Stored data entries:
——

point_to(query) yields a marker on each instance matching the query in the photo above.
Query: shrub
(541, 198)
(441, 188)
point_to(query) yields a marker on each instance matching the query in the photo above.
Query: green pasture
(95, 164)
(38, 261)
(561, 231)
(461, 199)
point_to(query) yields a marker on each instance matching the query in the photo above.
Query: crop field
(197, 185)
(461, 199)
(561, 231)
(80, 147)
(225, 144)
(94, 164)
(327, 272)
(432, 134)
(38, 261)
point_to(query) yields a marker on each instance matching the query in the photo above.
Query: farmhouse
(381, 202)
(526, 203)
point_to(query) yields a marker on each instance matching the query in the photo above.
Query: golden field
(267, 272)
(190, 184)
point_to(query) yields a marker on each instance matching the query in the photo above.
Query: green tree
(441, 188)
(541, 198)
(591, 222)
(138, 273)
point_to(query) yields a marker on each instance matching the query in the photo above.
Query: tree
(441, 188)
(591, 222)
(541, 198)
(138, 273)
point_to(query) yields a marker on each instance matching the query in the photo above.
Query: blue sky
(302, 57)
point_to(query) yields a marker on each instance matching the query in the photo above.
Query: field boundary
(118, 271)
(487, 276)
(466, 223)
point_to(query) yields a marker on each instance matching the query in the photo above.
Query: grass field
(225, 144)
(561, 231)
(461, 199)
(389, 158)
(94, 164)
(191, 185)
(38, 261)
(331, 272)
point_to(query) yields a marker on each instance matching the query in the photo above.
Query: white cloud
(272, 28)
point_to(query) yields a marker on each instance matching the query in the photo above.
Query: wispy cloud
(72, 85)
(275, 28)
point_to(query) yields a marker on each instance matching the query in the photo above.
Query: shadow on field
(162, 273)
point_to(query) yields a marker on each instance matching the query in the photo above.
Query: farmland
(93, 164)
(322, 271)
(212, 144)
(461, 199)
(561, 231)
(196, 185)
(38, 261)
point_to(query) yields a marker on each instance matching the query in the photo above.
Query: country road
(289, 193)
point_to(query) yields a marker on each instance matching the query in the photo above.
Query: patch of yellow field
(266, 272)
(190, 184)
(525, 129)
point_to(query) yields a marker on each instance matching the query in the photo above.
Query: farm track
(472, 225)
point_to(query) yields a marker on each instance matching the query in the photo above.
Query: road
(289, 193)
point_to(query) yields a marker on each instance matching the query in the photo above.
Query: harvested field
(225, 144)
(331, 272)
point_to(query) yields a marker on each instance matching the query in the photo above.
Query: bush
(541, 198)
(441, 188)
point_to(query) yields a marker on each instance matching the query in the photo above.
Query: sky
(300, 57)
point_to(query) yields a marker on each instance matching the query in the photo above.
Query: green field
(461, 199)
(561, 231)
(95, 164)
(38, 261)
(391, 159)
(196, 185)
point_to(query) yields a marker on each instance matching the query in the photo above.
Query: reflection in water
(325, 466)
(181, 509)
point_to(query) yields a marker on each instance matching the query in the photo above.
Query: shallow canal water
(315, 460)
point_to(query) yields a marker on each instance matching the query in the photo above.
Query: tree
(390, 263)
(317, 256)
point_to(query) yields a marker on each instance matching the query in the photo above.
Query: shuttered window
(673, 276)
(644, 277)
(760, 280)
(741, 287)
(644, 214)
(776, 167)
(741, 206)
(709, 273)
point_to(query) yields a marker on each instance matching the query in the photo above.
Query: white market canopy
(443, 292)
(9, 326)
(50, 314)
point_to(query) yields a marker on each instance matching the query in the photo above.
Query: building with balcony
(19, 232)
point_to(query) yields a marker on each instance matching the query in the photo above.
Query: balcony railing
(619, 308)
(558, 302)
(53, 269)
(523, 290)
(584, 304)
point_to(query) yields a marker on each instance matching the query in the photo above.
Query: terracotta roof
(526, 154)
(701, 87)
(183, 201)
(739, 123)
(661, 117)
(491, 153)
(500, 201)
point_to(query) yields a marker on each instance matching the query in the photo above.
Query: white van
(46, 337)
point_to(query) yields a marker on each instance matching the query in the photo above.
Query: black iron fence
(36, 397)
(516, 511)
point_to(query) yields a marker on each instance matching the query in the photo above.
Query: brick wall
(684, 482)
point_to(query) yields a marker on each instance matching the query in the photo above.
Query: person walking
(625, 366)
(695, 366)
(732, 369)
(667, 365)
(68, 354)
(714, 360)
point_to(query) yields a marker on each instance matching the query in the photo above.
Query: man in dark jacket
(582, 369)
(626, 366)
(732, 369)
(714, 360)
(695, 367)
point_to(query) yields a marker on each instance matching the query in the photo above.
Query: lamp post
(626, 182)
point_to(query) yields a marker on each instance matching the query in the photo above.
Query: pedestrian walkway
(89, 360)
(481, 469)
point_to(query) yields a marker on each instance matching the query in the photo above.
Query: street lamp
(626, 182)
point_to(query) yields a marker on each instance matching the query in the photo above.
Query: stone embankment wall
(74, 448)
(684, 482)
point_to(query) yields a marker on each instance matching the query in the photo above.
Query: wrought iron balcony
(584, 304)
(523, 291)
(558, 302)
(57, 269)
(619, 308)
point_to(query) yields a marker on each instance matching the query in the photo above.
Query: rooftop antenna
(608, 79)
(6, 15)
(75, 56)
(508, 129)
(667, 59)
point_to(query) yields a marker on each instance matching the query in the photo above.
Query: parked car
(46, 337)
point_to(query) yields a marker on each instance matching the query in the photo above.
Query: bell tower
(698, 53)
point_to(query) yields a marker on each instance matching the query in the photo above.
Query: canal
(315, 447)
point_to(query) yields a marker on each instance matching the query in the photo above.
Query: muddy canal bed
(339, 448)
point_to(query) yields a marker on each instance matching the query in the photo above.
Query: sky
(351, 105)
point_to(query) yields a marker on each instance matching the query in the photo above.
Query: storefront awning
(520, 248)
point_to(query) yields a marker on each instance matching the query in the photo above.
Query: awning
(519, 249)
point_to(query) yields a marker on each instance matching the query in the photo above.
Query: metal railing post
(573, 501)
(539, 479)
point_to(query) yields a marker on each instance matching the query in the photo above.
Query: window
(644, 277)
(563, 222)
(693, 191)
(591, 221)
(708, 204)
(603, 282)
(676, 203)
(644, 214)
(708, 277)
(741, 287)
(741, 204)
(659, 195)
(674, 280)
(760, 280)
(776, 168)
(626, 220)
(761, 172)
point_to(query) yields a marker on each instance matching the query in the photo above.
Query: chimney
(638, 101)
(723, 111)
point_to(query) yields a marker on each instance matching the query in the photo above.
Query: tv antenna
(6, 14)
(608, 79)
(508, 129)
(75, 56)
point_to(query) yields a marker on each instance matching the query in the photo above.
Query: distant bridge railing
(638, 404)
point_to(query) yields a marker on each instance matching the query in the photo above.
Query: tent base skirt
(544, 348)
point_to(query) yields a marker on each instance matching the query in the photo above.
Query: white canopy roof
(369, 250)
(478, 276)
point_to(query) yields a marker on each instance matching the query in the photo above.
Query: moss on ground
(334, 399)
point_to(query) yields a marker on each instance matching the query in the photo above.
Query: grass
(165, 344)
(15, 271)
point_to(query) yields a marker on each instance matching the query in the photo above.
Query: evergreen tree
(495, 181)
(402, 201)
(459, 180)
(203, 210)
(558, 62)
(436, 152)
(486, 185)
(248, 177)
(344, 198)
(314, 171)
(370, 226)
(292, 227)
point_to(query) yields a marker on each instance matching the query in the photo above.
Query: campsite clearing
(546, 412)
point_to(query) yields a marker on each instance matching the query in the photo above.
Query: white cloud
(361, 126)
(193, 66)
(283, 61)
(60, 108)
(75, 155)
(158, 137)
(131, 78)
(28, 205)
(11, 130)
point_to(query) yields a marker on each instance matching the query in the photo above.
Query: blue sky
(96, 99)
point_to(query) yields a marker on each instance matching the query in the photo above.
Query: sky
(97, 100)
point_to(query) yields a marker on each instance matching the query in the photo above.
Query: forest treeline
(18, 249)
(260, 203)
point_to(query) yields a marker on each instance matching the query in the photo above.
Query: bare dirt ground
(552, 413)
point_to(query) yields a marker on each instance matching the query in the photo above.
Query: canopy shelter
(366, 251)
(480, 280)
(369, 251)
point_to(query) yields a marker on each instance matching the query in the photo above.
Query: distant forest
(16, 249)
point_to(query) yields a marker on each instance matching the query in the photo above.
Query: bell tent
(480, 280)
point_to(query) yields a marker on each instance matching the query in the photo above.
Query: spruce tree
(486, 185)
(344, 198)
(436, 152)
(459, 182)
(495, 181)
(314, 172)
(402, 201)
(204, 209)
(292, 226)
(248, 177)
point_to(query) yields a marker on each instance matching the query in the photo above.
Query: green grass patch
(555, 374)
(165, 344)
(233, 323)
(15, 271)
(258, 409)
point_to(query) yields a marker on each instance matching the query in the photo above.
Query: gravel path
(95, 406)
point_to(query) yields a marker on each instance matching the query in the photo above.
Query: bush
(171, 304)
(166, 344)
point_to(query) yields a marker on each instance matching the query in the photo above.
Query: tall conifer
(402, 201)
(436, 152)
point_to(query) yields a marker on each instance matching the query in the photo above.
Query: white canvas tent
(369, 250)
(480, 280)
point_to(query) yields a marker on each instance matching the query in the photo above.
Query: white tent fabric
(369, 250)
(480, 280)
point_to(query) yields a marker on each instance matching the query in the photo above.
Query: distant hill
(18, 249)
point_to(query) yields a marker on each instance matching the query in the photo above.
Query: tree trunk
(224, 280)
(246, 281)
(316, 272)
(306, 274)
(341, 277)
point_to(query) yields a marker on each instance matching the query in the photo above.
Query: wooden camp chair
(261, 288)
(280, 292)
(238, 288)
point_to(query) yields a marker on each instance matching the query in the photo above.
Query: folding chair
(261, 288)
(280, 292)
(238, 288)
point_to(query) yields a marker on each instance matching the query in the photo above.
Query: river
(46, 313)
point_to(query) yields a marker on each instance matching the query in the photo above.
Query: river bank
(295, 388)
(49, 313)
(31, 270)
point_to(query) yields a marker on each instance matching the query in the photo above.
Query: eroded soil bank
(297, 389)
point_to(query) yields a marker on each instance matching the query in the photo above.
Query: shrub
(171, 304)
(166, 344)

——

▶ [EXERCISE DESCRIPTION]: Print only the lines from the one with "Query: river bank" to the end of the records, both included.

▶ [THE ANSWER]:
Query: river bank
(295, 388)
(49, 313)
(31, 270)
point_to(query) yields a marker on each instance matching the query in the photo above.
Query: eroded soil bank
(297, 389)
point_to(query) yields a marker on each instance matching the query in the photo above.
Query: shrub
(171, 304)
(166, 344)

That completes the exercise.